Write exactly, with no line omitted or added, the span beginning at the line that holds "Query: stone pillar" and ending at the last line of the records.

━━━━━━━━

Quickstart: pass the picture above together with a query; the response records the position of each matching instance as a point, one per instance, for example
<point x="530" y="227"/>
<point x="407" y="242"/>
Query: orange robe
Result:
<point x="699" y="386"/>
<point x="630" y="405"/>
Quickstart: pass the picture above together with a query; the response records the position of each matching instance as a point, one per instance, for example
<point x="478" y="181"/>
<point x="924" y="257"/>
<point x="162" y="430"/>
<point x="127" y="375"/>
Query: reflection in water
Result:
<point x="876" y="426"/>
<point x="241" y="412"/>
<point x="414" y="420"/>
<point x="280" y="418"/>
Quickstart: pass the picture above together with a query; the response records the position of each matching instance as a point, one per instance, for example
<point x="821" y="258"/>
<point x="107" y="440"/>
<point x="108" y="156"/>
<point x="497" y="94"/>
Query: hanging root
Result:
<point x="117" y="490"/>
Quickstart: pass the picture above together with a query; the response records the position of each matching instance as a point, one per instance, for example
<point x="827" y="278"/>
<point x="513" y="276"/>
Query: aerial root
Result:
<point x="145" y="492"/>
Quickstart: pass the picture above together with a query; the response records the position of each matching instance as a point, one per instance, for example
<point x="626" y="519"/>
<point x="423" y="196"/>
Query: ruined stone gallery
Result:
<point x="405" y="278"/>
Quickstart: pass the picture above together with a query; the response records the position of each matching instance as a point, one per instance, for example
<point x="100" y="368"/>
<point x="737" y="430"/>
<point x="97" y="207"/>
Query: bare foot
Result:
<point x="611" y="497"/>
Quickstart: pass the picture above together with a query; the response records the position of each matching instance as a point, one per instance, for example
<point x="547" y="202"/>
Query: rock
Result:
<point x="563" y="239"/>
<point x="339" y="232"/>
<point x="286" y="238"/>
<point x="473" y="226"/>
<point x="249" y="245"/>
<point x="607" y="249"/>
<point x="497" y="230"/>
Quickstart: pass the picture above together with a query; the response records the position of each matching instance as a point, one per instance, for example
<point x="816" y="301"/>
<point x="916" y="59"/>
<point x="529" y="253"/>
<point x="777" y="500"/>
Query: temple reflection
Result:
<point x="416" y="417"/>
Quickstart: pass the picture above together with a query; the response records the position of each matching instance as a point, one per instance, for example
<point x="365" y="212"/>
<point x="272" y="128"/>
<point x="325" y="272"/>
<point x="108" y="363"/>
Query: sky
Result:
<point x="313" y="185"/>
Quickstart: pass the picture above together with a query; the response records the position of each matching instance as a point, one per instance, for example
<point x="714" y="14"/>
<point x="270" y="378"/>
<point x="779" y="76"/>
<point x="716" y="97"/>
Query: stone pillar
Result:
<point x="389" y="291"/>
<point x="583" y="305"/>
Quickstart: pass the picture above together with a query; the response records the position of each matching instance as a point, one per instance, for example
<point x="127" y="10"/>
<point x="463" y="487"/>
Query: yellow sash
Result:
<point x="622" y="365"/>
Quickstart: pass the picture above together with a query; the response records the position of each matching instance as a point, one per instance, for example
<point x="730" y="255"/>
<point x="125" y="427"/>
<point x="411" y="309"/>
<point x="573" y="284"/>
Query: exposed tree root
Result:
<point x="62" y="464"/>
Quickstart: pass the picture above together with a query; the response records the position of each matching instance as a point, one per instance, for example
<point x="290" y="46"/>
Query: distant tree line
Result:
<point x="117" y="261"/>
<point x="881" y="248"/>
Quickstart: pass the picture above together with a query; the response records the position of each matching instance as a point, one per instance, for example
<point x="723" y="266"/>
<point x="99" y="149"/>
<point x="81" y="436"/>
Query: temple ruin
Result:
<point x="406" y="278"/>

━━━━━━━━

Result:
Query: stone pillar
Result:
<point x="389" y="291"/>
<point x="583" y="305"/>
Quickstart: pass the picture above together with a query; the response records the position of each matching instance as a point, one per instance, for example
<point x="127" y="10"/>
<point x="463" y="487"/>
Query: yellow sash
Result:
<point x="622" y="365"/>
Quickstart: pass the picture above together with a query; the response records the position of each matching instance as a point, one per instance, for example
<point x="730" y="255"/>
<point x="125" y="427"/>
<point x="411" y="309"/>
<point x="573" y="284"/>
Query: exposed tree root
Result:
<point x="62" y="464"/>
Quickstart: pass the picture above together with a query; the response records the position of each matching instance as a point, one per instance, for example
<point x="290" y="46"/>
Query: distant tree line
Result:
<point x="117" y="261"/>
<point x="881" y="248"/>
Quickstart: pass the picture above together with a query; the response records the position of each matching instance as a point, one per instance, for example
<point x="723" y="266"/>
<point x="99" y="149"/>
<point x="81" y="436"/>
Query: temple ruin
Result:
<point x="406" y="278"/>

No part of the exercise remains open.